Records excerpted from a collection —
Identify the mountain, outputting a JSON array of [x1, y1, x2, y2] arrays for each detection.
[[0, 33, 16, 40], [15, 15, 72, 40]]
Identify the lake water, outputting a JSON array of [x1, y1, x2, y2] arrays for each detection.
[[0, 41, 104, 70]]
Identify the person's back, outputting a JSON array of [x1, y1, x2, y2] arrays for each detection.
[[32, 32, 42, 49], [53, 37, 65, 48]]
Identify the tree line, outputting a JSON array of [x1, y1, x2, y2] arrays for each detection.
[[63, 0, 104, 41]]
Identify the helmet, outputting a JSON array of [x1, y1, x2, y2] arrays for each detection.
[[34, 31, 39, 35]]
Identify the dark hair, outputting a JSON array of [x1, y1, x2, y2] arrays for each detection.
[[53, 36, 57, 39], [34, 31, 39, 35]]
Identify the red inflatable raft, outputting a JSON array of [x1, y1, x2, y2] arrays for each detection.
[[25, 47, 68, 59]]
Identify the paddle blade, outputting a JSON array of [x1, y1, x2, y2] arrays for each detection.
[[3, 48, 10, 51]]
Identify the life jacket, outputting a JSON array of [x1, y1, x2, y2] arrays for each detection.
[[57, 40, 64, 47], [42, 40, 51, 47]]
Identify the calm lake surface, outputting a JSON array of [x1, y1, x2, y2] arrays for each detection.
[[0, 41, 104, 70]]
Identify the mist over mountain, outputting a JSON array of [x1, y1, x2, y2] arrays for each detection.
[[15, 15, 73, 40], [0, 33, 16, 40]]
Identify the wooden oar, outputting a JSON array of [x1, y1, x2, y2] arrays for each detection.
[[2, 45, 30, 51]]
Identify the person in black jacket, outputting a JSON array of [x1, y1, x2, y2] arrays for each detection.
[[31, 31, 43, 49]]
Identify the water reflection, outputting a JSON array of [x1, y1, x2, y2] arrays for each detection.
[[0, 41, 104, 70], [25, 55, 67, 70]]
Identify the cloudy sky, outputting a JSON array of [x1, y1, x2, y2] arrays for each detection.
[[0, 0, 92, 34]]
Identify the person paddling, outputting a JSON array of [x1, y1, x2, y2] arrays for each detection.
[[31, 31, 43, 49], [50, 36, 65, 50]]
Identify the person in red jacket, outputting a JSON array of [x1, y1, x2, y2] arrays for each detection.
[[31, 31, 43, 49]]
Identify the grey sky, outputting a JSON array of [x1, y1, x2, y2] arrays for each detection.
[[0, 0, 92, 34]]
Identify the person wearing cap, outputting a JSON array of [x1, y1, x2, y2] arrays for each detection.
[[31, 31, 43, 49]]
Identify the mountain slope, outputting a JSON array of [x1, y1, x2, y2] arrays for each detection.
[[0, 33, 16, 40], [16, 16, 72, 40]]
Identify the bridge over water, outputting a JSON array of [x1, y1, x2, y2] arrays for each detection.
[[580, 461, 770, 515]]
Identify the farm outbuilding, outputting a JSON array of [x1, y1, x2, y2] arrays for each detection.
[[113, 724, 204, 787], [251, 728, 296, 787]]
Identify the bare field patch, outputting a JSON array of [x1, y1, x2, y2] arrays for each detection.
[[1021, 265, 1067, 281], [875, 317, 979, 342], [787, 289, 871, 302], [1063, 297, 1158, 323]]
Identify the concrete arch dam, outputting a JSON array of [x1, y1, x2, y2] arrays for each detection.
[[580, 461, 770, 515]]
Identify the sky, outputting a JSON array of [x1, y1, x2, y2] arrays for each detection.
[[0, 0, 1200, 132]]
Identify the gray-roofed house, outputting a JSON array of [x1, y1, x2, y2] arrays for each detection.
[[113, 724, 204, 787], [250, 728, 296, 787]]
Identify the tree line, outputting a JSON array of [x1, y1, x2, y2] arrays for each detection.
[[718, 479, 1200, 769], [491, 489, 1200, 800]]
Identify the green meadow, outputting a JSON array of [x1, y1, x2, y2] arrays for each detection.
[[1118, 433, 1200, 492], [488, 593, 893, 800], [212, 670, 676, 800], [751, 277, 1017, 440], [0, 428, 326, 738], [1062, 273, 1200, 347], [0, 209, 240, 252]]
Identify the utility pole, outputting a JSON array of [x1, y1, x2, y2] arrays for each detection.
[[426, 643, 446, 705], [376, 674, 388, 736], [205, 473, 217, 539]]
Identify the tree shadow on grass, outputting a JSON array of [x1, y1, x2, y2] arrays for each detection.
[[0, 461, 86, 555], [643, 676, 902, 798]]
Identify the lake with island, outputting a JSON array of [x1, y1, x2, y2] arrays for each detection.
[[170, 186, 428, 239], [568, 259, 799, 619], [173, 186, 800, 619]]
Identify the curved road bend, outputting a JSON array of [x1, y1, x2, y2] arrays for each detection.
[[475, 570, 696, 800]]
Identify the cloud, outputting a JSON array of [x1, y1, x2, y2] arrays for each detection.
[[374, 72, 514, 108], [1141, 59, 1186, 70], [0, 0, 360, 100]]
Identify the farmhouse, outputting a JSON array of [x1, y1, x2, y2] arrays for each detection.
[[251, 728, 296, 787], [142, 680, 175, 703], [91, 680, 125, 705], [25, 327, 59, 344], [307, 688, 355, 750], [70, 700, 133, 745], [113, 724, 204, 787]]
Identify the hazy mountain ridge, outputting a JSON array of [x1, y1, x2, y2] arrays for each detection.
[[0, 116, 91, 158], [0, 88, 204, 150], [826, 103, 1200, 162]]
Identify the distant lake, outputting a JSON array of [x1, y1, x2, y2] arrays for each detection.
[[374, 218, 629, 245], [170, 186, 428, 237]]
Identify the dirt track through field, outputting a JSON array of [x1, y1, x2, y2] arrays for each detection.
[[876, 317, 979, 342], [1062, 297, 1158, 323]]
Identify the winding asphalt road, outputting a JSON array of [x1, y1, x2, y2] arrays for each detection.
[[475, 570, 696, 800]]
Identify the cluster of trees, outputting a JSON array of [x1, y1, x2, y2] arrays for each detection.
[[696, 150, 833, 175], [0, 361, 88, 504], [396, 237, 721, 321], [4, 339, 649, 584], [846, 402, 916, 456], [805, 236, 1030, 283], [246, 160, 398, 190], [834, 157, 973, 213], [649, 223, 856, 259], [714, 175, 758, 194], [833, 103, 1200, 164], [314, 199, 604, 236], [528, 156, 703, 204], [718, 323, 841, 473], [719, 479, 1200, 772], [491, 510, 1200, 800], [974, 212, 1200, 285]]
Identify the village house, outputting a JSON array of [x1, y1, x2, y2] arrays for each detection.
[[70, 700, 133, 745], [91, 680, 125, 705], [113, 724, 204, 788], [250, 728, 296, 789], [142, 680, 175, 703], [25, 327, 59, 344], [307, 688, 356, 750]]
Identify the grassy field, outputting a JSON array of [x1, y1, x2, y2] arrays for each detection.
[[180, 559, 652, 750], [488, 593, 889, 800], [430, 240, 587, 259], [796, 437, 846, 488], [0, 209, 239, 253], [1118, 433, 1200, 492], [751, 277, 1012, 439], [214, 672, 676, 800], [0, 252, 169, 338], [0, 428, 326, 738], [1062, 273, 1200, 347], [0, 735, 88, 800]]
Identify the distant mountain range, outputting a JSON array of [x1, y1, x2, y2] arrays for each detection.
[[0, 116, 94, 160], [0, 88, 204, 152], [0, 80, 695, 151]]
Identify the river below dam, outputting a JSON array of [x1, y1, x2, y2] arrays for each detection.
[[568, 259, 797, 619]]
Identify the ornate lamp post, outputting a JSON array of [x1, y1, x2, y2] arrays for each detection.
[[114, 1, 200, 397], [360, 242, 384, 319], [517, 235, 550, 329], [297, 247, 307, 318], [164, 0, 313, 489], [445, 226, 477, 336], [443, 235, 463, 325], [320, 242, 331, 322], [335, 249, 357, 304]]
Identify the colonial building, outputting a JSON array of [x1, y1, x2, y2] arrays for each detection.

Goal — Reproduce every line of the material above verbatim, changing nothing.

Correct output —
Identify the mountain, outputting a JSON array of [x1, y1, x2, y2] arrays for each detection.
[[0, 33, 16, 40], [15, 15, 72, 40]]
Identify the lake water, outputting a JSON array of [x1, y1, x2, y2] arrays for each detection.
[[0, 41, 104, 70]]
Identify the person's back, outputting a JSON array of [x1, y1, x2, y2] arrays for each detection.
[[32, 32, 42, 49], [53, 37, 65, 48]]
Identify the tree line, outputting a JSON array of [x1, y1, x2, y2] arrays for each detection.
[[63, 0, 104, 41]]
Identify the helmet, outputting a JSON array of [x1, y1, x2, y2] arrays for each detection.
[[34, 31, 39, 35]]
Identify the dark hair, outputting a JSON array of [x1, y1, x2, y2] arrays for each detection.
[[53, 36, 57, 39], [34, 31, 39, 35]]
Identify the red inflatable raft, outputting a JSON array of [x1, y1, x2, y2] arrays for each detection.
[[25, 47, 68, 59]]
Identify the paddle blade, outputting a JSON array of [x1, y1, x2, y2] arrays for each detection.
[[3, 48, 10, 51]]
Identify the life jacket, outputting a JSON array of [x1, y1, x2, y2] arrays for each detection.
[[57, 40, 64, 47], [42, 40, 51, 47]]
Identify the calm lake surface, outputting a JSON array of [x1, y1, x2, y2] arrays for each detection.
[[0, 41, 104, 70]]
Identify the mist over mountain, outputting a JSON array of [x1, y1, x2, y2] arrays for each detection.
[[15, 15, 73, 40], [0, 33, 16, 40]]
Identify the wooden oar, outputting a JSON array of [x1, y1, x2, y2] arrays for each detection.
[[2, 45, 30, 51]]
Identify the person in black jacket, outputting a JSON array of [x1, y1, x2, y2] arrays for each detection.
[[31, 31, 43, 49]]
Identify the water reflection, outputting a JSON array of [x1, y1, x2, y2] arrays for each detection.
[[0, 41, 104, 70], [25, 55, 67, 70]]
Identify the cloudy sky, outputting a JSON array of [x1, y1, x2, y2] arrays for each detection.
[[0, 0, 92, 34]]
Identify the person paddling, outputting a JSON array of [x1, y1, x2, y2] arrays for each detection.
[[31, 31, 43, 49], [50, 36, 65, 50]]
Identify the person in red jacket, outputting a JSON array of [x1, y1, x2, y2] arrays for each detection.
[[31, 31, 43, 49]]
Identify the grey sky, outputting a JSON array of [x1, y1, x2, y2] arrays for each detection.
[[0, 0, 92, 34]]
Identify the person wearing cap, outputting a JSON array of [x1, y1, x2, y2] arrays for each detection.
[[31, 31, 43, 49]]
Identify the mountain slope, outputting a JSON array of [x1, y1, x2, y2] arrays for each detection.
[[0, 33, 16, 40], [16, 16, 72, 40]]
Identify the bridge over water, outputting a JSON array of [x1, y1, x2, y2] arrays for each detection.
[[580, 461, 770, 515]]
Identify the farm outbuilding, outputting a JSON array of [x1, y1, x2, y2] arrays for each detection.
[[113, 724, 204, 787], [251, 728, 296, 787]]
Identify the bare field patch, outputting a JSON array of [x1, y1, x2, y2] arrays for each detection.
[[1021, 265, 1067, 281], [875, 317, 979, 342], [787, 289, 871, 302], [1063, 297, 1158, 323]]
Identify the concrete arch dam, outputting a JSON array of [x1, y1, x2, y2] arrays for each detection.
[[580, 461, 770, 515]]
Identify the sky, outputting a JSON array of [x1, y1, x2, y2] arrays for each detection.
[[0, 0, 1200, 132]]
Identify the gray-roofed house, outputting a JSON array of [x1, y1, x2, y2] arrays for each detection.
[[113, 724, 204, 787], [250, 728, 296, 787]]
Identify the tree line, outputting a JSON array of [x1, y1, x2, y2] arrays for each detection.
[[718, 479, 1200, 769], [491, 489, 1200, 800]]
Identify the green meadow, outputting a JSON array of [x1, y1, x2, y2] arrays for each detection.
[[1118, 433, 1200, 492], [488, 593, 893, 800], [212, 670, 676, 800], [751, 277, 1017, 440], [0, 428, 326, 738], [1062, 273, 1200, 347], [0, 209, 240, 252]]
Identify the utility pole, outputting a JSON array of [x1, y1, x2, y2] arrays for each detection.
[[426, 643, 446, 705], [376, 674, 388, 736], [205, 473, 217, 539]]
Identify the tree shadow on grass, outputting a JSON array of [x1, y1, x2, y2] arrays for each detection.
[[0, 461, 86, 555], [643, 676, 902, 798]]
Identify the lake with island, outputting a JSON array of [x1, y1, x2, y2] arrays for each detection.
[[170, 186, 428, 239], [568, 259, 799, 619], [173, 186, 800, 619]]
Identify the curved road bend, outputting a JSON array of [x1, y1, x2, y2] arrays for each detection.
[[475, 570, 696, 800]]
Identify the cloud, outputting a JSON array of [x1, y1, x2, y2] arrays for each detection.
[[374, 72, 514, 108], [1141, 59, 1186, 70], [0, 0, 360, 100]]
Identify the farmhouse, outputting a JSON array of [x1, y1, x2, y2] arrays for each detection.
[[251, 728, 296, 787], [142, 680, 175, 703], [91, 680, 125, 705], [25, 327, 59, 344], [307, 688, 355, 750], [70, 700, 133, 745], [113, 724, 204, 787]]
Identify the hazy mountain ridge, outputting a JSON array of [x1, y1, x2, y2] arrays for each detection.
[[0, 116, 91, 158], [0, 88, 204, 150], [826, 103, 1200, 162]]
Identify the distant lake, outputting a JSON array of [x1, y1, x2, y2] arrays for each detection.
[[374, 218, 629, 245], [170, 186, 428, 237]]
Identify the dirt track through field, outputting a JSON array of [x1, y1, x2, y2] arrays for each detection.
[[876, 317, 979, 342], [1062, 297, 1158, 323]]
Identify the winding asphalt road, outputting a JSON array of [x1, y1, x2, y2] arrays for each detection.
[[475, 570, 696, 800]]
Identify the cluster of trees, outputting a JSON array of [x1, y1, x2, y2] arrays for each detection.
[[696, 150, 833, 175], [0, 361, 88, 504], [396, 237, 721, 321], [4, 339, 649, 584], [846, 402, 916, 456], [805, 236, 1030, 283], [246, 160, 398, 190], [834, 157, 973, 213], [649, 223, 856, 259], [714, 175, 758, 194], [833, 103, 1200, 164], [314, 199, 604, 236], [528, 156, 703, 204], [718, 323, 841, 473], [719, 479, 1200, 772], [491, 510, 1200, 800], [974, 212, 1200, 285]]
Identify the village house, outputting a JSON array of [x1, y1, x2, y2] arrays for each detection.
[[70, 700, 133, 745], [91, 680, 125, 705], [113, 724, 204, 788], [250, 728, 296, 789], [142, 680, 175, 703], [25, 327, 59, 344], [307, 688, 356, 750]]
Identify the grassy field, outputting a JSON array of [x1, y1, x2, y2] arrays for each detection.
[[180, 559, 652, 750], [488, 593, 889, 800], [430, 240, 587, 259], [796, 437, 846, 488], [0, 209, 239, 253], [1118, 433, 1200, 492], [751, 277, 1012, 439], [214, 672, 676, 800], [0, 252, 169, 338], [0, 428, 326, 738], [1062, 273, 1200, 347], [0, 735, 88, 800]]
Identify the distant mountain range, outputting a JSON array of [x1, y1, x2, y2] arrays for each detection.
[[0, 116, 94, 160], [0, 88, 204, 152], [0, 80, 695, 151]]
Identify the river below dam, outputting a JSON array of [x1, y1, x2, y2] arrays for each detection.
[[568, 259, 797, 619]]
Identify the ornate lamp post, outputting a JSON array of [x1, y1, x2, y2] arrays for each detection.
[[114, 1, 200, 397], [360, 242, 384, 319], [517, 235, 550, 329], [297, 247, 307, 318], [164, 0, 313, 489], [445, 226, 477, 336], [443, 235, 463, 325], [320, 242, 331, 322], [335, 249, 357, 304]]
Identify the colonial building, outputting a JSON array of [x1, y1, x2, y2] arrays for each detection.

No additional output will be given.